Referring expression data
= Beginning of Section =

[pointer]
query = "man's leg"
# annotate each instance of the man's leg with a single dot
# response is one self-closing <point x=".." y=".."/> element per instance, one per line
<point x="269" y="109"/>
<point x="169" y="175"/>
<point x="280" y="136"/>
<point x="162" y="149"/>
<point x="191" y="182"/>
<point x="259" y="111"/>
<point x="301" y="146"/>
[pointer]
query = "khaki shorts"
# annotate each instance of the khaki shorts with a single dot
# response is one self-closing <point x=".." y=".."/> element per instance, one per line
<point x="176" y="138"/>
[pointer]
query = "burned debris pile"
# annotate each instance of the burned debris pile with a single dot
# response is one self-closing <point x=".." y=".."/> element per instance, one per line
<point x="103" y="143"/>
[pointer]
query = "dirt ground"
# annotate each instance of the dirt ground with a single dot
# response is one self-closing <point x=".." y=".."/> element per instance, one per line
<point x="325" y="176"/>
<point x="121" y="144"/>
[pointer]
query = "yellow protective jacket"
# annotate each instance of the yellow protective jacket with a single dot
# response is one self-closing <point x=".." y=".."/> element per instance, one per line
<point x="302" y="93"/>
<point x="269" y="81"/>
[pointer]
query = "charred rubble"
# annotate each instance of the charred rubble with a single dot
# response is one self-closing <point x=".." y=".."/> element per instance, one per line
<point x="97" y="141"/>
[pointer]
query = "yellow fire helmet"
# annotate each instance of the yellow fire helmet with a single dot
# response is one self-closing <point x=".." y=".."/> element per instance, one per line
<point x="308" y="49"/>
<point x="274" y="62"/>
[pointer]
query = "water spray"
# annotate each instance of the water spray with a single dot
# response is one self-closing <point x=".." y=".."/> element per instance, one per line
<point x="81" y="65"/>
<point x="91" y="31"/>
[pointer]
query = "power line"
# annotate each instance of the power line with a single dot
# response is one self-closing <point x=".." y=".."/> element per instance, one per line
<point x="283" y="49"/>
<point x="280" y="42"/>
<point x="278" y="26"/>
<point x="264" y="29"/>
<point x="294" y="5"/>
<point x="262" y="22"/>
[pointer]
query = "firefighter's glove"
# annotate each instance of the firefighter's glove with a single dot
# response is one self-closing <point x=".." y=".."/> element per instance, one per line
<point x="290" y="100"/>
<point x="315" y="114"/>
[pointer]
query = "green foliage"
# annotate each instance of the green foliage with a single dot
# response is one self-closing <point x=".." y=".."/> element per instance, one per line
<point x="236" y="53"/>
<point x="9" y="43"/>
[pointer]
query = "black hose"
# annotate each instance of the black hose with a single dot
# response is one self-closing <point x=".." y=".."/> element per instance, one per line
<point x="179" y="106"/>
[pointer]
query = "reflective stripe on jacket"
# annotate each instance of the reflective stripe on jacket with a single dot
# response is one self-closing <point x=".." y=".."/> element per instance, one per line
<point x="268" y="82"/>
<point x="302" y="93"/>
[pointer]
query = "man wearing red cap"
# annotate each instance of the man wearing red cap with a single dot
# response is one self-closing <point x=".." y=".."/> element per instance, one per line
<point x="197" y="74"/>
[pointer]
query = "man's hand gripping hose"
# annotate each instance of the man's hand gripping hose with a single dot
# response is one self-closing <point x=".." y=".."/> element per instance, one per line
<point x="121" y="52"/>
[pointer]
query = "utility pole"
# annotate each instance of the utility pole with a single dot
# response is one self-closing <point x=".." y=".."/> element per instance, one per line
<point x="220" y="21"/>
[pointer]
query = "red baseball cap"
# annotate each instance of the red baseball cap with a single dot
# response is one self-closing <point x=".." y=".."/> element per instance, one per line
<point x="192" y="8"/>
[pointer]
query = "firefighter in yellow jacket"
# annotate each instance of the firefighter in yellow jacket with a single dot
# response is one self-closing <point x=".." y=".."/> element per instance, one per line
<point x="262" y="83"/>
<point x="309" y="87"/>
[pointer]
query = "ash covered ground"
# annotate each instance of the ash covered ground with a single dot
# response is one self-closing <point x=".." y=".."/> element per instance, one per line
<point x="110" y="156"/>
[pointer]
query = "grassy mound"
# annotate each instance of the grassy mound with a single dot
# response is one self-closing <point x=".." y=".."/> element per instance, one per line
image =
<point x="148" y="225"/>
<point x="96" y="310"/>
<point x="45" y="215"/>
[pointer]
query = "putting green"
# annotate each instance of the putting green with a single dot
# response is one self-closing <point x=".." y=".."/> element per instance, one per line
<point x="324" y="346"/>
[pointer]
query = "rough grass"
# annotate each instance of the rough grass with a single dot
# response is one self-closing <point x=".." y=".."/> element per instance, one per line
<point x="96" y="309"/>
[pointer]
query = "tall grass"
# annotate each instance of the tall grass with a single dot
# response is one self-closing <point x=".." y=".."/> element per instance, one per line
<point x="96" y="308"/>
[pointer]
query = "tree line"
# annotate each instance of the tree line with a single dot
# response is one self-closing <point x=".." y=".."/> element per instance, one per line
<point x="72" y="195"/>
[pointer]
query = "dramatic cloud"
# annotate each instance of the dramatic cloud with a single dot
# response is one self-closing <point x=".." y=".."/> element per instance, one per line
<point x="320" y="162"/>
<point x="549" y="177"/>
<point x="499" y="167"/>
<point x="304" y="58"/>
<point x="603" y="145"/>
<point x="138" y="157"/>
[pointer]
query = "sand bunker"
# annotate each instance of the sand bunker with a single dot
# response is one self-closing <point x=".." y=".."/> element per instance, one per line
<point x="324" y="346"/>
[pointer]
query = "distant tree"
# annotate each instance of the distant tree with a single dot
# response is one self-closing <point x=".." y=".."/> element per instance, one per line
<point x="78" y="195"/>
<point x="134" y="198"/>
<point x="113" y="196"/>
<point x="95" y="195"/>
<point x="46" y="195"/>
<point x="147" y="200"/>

= End of Section =

Transcribe the records in full, word for word.

◆ **RESPONSE AREA**
[pointer]
query = "man's leg"
# annotate each instance of the man's leg with a single dot
# response is one self-closing <point x=".." y=".."/> element per instance, one per line
<point x="269" y="109"/>
<point x="169" y="175"/>
<point x="280" y="136"/>
<point x="162" y="149"/>
<point x="191" y="182"/>
<point x="259" y="111"/>
<point x="301" y="146"/>
[pointer]
query = "khaki shorts"
# annotate each instance of the khaki shorts with a single dot
# response is one self-closing <point x=".." y=".."/> element per instance, one per line
<point x="176" y="138"/>
[pointer]
query = "burned debris pile"
# annotate each instance of the burned debris pile with a single dot
# response is one self-closing <point x=".." y=".."/> element per instance, one per line
<point x="103" y="143"/>
[pointer]
query = "dirt ground"
# annotate each instance of the dirt ground with a single dot
# response is one self-closing <point x=".." y=".."/> element per instance, one per line
<point x="325" y="176"/>
<point x="121" y="144"/>
[pointer]
query = "yellow protective jacket"
# annotate each instance of the yellow protective jacket with a single dot
# response is one self-closing <point x=".." y=".."/> element per instance, one per line
<point x="302" y="93"/>
<point x="269" y="81"/>
[pointer]
query = "charred rubble"
# annotate each instance of the charred rubble with a single dot
# response is one self-closing <point x=".." y=".."/> element per instance, one per line
<point x="97" y="141"/>
[pointer]
query = "yellow fire helmet"
# annotate each instance of the yellow fire helmet with a single dot
# response is one self-closing <point x=".." y=".."/> element per instance, one per line
<point x="308" y="49"/>
<point x="274" y="62"/>
[pointer]
query = "water spray"
# annotate each instance of the water spray with a single dot
# response is one self-closing <point x=".." y=".."/> element per instance, one per line
<point x="81" y="65"/>
<point x="91" y="31"/>
[pointer]
query = "power line"
# annotate each instance of the power line with a single dot
# response is one self-closing <point x=".." y=".."/> element per instance, one per line
<point x="283" y="49"/>
<point x="280" y="42"/>
<point x="278" y="26"/>
<point x="264" y="29"/>
<point x="294" y="5"/>
<point x="262" y="22"/>
[pointer]
query = "firefighter's glove"
# annotate each instance of the firefighter's glove with a single dot
# response is one self-closing <point x=".." y=".."/> element per instance, one per line
<point x="290" y="100"/>
<point x="315" y="114"/>
[pointer]
query = "green foliage"
# annotate each instance of the green foliage with a single dot
# response is one self-closing <point x=".." y=".."/> element per instance, one per line
<point x="236" y="53"/>
<point x="9" y="43"/>
[pointer]
query = "black hose"
# annotate each instance of the black hose with a single dot
# response is one self-closing <point x=".." y=".."/> element per instance, one per line
<point x="179" y="106"/>
[pointer]
query = "reflective stripe on jacket"
# annotate each instance of the reflective stripe on jacket with a single dot
# response is one self-closing <point x=".." y=".."/> element per instance, one per line
<point x="268" y="82"/>
<point x="302" y="93"/>
[pointer]
query = "man wearing red cap"
# annotate each instance of the man wearing red cap with a single dot
# response is one self-closing <point x=".." y=".."/> element per instance, one per line
<point x="197" y="74"/>
[pointer]
query = "man's hand gripping hose"
# annotate each instance of the man's hand gripping hose with a single dot
# response is one self-closing <point x=".." y=".."/> element per instance, one per line
<point x="121" y="52"/>
[pointer]
query = "utility pole"
# annotate each instance of the utility pole with a single dot
# response is one self-closing <point x=".." y=".."/> element per instance, one per line
<point x="220" y="21"/>
[pointer]
query = "red baseball cap"
# annotate each instance of the red baseball cap with a single dot
# response is one self-closing <point x=".." y=".."/> element per instance, one per line
<point x="192" y="8"/>
[pointer]
query = "firefighter in yellow jacket"
# annotate each instance of the firefighter in yellow jacket with a single dot
# response is one self-closing <point x=".." y=".."/> element per instance, one per line
<point x="262" y="83"/>
<point x="309" y="87"/>
[pointer]
query = "ash covered ground"
# annotate each instance of the ash covered ground with a single dot
# response is one self-closing <point x=".." y=".."/> element per instance, one per line
<point x="110" y="156"/>
[pointer]
query = "grassy mound"
# annotate each instance of the grassy mound with a single dot
# response is one self-closing <point x=".." y=".."/> element per instance, one per line
image =
<point x="148" y="225"/>
<point x="96" y="310"/>
<point x="45" y="215"/>
[pointer]
query = "putting green"
# annotate each instance of the putting green with a single dot
# response is one self-closing <point x=".." y=".."/> element per instance, one per line
<point x="324" y="346"/>
[pointer]
query = "rough grass"
# annotate each instance of the rough grass with a single dot
# response is one self-closing <point x=".." y=".."/> element per instance, one per line
<point x="96" y="309"/>
[pointer]
query = "tall grass"
# annotate each instance of the tall grass with a single dot
# response is one self-closing <point x=".." y=".."/> element per instance, one per line
<point x="96" y="308"/>
[pointer]
query = "tree line"
# annotate each instance of the tree line with a single dot
# response is one self-closing <point x=".." y=".."/> element per instance, one per line
<point x="72" y="195"/>
[pointer]
query = "dramatic cloud"
# annotate each instance of the dramatic cloud with a single dot
# response is one self-closing <point x=".." y=".."/> element per instance, one per line
<point x="320" y="162"/>
<point x="549" y="177"/>
<point x="499" y="167"/>
<point x="304" y="58"/>
<point x="603" y="145"/>
<point x="138" y="157"/>
[pointer]
query = "sand bunker"
# annotate each instance of the sand bunker with a single dot
# response is one self-closing <point x=".." y=".."/> element per instance, one per line
<point x="324" y="346"/>
[pointer]
query = "distant tree"
# annotate each instance of the distant tree with a single dot
# response is one self-closing <point x=".." y=".."/> element per instance, one per line
<point x="78" y="195"/>
<point x="134" y="198"/>
<point x="113" y="196"/>
<point x="95" y="195"/>
<point x="46" y="195"/>
<point x="147" y="200"/>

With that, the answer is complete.